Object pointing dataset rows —
* Start *

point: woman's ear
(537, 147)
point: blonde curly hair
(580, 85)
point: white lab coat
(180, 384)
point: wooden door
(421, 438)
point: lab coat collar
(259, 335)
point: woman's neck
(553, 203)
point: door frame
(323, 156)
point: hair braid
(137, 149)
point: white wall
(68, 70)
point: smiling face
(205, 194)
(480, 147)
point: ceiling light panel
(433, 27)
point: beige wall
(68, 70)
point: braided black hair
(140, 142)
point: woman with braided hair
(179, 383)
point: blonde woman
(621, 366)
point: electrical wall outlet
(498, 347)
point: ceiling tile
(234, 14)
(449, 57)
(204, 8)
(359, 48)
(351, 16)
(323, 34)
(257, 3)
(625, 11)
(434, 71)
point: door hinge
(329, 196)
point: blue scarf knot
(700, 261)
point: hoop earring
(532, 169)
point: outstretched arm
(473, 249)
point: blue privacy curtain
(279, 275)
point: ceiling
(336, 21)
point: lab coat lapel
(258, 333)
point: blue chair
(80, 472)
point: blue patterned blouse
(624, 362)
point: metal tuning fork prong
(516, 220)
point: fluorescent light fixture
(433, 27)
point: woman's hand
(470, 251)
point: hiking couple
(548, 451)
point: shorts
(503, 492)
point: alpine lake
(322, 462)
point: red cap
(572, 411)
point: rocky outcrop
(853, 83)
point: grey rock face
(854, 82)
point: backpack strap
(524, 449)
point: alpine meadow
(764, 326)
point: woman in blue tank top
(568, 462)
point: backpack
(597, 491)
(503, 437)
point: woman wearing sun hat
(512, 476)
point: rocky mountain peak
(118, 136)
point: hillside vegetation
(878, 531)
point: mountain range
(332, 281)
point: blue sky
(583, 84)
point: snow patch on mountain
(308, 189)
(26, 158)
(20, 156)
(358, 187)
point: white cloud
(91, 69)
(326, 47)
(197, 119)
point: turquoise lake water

* End *

Set task —
Quote, without alteration, the final stretch of the entries: the line with "point: blue chair" onward to the last line.

Output for this exercise —
point: blue chair
(80, 472)
point: blue patterned blouse
(624, 362)
point: metal tuning fork prong
(516, 220)
point: fluorescent light fixture
(433, 27)
point: woman's hand
(470, 251)
point: hiking couple
(548, 451)
point: shorts
(503, 492)
point: alpine lake
(322, 462)
point: red cap
(572, 411)
point: rocky outcrop
(853, 83)
point: grey rock face
(854, 82)
point: backpack strap
(524, 449)
point: alpine meadow
(764, 326)
point: woman in blue tank top
(568, 462)
point: backpack
(597, 491)
(503, 437)
point: woman wearing sun hat
(512, 476)
point: rocky mountain peak
(118, 136)
point: hillside vegetation
(878, 531)
point: mountain range
(332, 281)
point: blue sky
(583, 84)
point: snow patch on mountain
(308, 189)
(26, 158)
(20, 156)
(358, 187)
point: white cloud
(91, 69)
(326, 47)
(197, 119)
point: turquoise lake water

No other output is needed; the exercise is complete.